### Extract provided
• • • • • • •

# Competitive RL in the basal ganglia

This is a notebook to explore the idea that the basal ganglia implement a competitive RL system that gives rise to unbiased estimates of state-action values $Q(s,a)$ over short amounts of time.

The main idea is that the basal ganglia relies on two opposing RL systems, a _positive RL agent_  implemented by the direct pathway and a _negative RL agent_ implemented by the indirect pathway. The direct pathway assigns values for actions to take; the indirect pathway assigns values for actions to avoid. The postive RL agent is a standard RL agent. Under certain circumstances, this competitive system provides a quicker and most efficient learning that a standard RL system.

## Defining the task

The problems with canonical RL systems are well illustrated by the Probabilistic Stimulus Selection task, first introduced by Frank, Seeberger, and O'Reilly (2004). The PSS task is implemented here. In the PSS task, the set of possible actions $\mathbf{A}$ includes only six possible actions $\mathbf{A} = \{A, B, C, D, E, F\}$. An _action_ is such if and only if it belongs to $\mathbf{A}$. Unbeknowst to the agent, each action yields a probabilistic reward with a characteristic probability, and the probability of obtaining a reward depends only the action taken $a_t$, and not on the previous state $s_t$, i.e. $P(r_{t+1} > 0 \mid s_{t}, a_{t}) = P(r_{t+1} > 0 \mid a_t)$.

• • • • • • •

### Annotation data for object locations
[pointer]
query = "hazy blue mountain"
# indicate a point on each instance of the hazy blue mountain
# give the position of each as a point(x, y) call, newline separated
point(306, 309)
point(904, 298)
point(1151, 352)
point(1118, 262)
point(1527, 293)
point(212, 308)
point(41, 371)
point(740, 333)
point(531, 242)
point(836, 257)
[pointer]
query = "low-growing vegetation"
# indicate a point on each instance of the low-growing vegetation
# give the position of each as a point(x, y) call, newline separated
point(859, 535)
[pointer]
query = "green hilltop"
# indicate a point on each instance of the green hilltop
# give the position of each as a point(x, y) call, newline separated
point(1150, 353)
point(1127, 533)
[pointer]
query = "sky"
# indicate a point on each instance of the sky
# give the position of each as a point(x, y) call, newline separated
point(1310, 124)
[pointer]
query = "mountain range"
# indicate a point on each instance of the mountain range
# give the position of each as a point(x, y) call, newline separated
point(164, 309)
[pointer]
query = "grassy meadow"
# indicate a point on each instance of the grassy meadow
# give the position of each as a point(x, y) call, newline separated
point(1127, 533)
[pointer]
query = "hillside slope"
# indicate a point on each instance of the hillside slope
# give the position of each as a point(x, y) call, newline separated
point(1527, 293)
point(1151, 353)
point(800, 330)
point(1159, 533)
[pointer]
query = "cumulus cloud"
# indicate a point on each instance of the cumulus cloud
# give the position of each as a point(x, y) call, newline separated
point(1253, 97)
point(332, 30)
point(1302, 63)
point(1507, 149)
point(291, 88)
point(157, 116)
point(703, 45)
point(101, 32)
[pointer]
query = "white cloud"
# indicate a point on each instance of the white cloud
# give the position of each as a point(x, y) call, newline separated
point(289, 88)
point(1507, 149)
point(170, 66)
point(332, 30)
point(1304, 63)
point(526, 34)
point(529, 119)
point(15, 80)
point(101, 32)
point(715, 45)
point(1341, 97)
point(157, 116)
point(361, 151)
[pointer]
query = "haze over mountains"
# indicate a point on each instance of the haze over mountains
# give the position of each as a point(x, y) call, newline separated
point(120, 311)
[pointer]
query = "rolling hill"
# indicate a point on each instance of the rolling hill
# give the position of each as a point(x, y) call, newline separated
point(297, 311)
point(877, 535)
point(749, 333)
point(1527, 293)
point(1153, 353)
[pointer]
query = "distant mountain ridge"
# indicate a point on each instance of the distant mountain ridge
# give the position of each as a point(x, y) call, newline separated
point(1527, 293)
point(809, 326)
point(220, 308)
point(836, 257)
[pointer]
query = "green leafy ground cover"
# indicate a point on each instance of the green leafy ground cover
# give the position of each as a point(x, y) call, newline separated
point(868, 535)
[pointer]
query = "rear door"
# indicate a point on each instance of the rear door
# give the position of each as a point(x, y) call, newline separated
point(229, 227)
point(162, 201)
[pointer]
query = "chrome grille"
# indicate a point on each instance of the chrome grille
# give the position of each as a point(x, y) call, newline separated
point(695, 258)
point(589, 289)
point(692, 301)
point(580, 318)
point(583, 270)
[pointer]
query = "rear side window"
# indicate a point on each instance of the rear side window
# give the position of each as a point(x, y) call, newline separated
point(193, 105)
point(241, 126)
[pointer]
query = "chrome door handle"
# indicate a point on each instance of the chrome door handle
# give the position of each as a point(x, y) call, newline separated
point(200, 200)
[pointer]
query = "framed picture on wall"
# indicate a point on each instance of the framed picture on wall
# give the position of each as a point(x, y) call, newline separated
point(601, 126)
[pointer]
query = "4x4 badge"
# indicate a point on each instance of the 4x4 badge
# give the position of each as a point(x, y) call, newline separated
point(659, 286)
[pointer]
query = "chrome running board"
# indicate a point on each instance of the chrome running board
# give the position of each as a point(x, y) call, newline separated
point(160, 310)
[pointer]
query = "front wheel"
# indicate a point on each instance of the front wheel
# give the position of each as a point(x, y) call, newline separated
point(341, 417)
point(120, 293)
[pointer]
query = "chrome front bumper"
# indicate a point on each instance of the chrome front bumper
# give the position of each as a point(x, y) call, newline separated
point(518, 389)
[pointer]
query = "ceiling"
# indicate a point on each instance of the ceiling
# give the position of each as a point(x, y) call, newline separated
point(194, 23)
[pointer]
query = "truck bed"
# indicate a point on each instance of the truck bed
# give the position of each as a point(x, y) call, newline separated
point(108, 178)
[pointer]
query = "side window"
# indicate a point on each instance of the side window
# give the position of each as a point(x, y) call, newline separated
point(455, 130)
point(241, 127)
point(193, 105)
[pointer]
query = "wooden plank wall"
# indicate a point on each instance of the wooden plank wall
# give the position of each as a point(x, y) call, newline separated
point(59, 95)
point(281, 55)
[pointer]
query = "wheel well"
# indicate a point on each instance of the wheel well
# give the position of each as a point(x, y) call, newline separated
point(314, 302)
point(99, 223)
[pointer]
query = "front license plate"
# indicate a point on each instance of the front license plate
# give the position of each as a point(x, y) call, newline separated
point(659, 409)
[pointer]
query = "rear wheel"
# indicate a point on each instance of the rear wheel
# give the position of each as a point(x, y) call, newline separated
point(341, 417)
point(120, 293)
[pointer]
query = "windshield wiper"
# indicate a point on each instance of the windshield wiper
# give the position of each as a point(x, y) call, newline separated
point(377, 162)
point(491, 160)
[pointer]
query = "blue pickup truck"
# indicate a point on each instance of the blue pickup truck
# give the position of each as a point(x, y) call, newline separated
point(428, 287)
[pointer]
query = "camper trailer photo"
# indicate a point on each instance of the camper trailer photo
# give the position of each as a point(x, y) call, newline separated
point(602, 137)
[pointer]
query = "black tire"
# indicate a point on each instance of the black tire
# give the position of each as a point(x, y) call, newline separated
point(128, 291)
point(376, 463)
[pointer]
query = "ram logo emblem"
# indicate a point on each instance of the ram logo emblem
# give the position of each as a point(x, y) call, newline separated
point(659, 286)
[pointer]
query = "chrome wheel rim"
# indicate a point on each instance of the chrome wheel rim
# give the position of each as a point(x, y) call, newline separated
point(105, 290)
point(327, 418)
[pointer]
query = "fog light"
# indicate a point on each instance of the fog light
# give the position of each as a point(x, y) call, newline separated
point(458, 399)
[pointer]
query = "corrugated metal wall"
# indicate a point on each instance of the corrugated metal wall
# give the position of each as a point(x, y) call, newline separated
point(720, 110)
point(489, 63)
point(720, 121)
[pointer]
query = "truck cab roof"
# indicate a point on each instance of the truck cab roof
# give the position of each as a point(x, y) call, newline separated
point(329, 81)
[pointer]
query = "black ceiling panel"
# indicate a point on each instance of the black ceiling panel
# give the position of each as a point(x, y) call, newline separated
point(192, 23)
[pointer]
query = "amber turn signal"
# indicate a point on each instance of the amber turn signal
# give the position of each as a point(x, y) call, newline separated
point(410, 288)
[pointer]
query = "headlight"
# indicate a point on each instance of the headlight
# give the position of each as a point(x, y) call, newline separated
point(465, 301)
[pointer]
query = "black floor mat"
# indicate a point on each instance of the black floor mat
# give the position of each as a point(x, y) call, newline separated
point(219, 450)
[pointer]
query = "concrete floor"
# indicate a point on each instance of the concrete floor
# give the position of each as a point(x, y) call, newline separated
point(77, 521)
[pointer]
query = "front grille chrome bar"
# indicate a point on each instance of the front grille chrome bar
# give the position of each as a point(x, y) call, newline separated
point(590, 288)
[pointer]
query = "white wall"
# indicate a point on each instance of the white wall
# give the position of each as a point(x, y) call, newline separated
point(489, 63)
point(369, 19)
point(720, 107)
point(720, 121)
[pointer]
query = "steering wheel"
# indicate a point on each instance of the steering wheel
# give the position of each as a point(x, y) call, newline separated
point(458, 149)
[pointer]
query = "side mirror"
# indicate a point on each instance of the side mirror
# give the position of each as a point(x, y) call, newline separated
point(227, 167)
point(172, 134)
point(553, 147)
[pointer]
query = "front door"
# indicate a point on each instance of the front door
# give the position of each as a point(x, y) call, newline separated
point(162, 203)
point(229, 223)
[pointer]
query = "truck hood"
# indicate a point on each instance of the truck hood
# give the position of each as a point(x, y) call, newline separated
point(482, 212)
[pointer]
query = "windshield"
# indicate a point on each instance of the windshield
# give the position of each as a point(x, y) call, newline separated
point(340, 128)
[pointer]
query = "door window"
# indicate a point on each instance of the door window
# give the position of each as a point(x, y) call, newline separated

• • • • • • •

### Task instructions
1) In the basal ganglia notebook, how many possible actions does the PSS task include?
2) Copy the records verbatim, from their first line through the line containing "point(120, 311)".

### Results in order
1) Six

2)
[pointer]
query = "hazy blue mountain"
# indicate a point on each instance of the hazy blue mountain
# give the position of each as a point(x, y) call, newline separated
point(306, 309)
point(904, 298)
point(1151, 352)
point(1118, 262)
point(1527, 293)
point(212, 308)
point(41, 371)
point(740, 333)
point(531, 242)
point(836, 257)
[pointer]
query = "low-growing vegetation"
# indicate a point on each instance of the low-growing vegetation
# give the position of each as a point(x, y) call, newline separated
point(859, 535)
[pointer]
query = "green hilltop"
# indicate a point on each instance of the green hilltop
# give the position of each as a point(x, y) call, newline separated
point(1150, 353)
point(1127, 533)
[pointer]
query = "sky"
# indicate a point on each instance of the sky
# give the position of each as a point(x, y) call, newline separated
point(1310, 124)
[pointer]
query = "mountain range"
# indicate a point on each instance of the mountain range
# give the position of each as a point(x, y) call, newline separated
point(164, 309)
[pointer]
query = "grassy meadow"
# indicate a point on each instance of the grassy meadow
# give the position of each as a point(x, y) call, newline separated
point(1127, 533)
[pointer]
query = "hillside slope"
# indicate a point on each instance of the hillside slope
# give the position of each as a point(x, y) call, newline separated
point(1527, 293)
point(1151, 353)
point(800, 330)
point(1159, 533)
[pointer]
query = "cumulus cloud"
# indicate a point on each instance of the cumulus cloud
# give the position of each as a point(x, y) call, newline separated
point(1253, 97)
point(332, 30)
point(1302, 63)
point(1507, 149)
point(291, 88)
point(157, 116)
point(703, 45)
point(101, 32)
[pointer]
query = "white cloud"
# indicate a point on each instance of the white cloud
# give the position of each as a point(x, y) call, newline separated
point(289, 88)
point(1507, 149)
point(170, 66)
point(332, 30)
point(1304, 63)
point(526, 34)
point(529, 119)
point(15, 80)
point(101, 32)
point(715, 45)
point(1341, 97)
point(157, 116)
point(361, 151)
[pointer]
query = "haze over mountains"
# indicate a point on each instance of the haze over mountains
# give the position of each as a point(x, y) call, newline separated
point(120, 311)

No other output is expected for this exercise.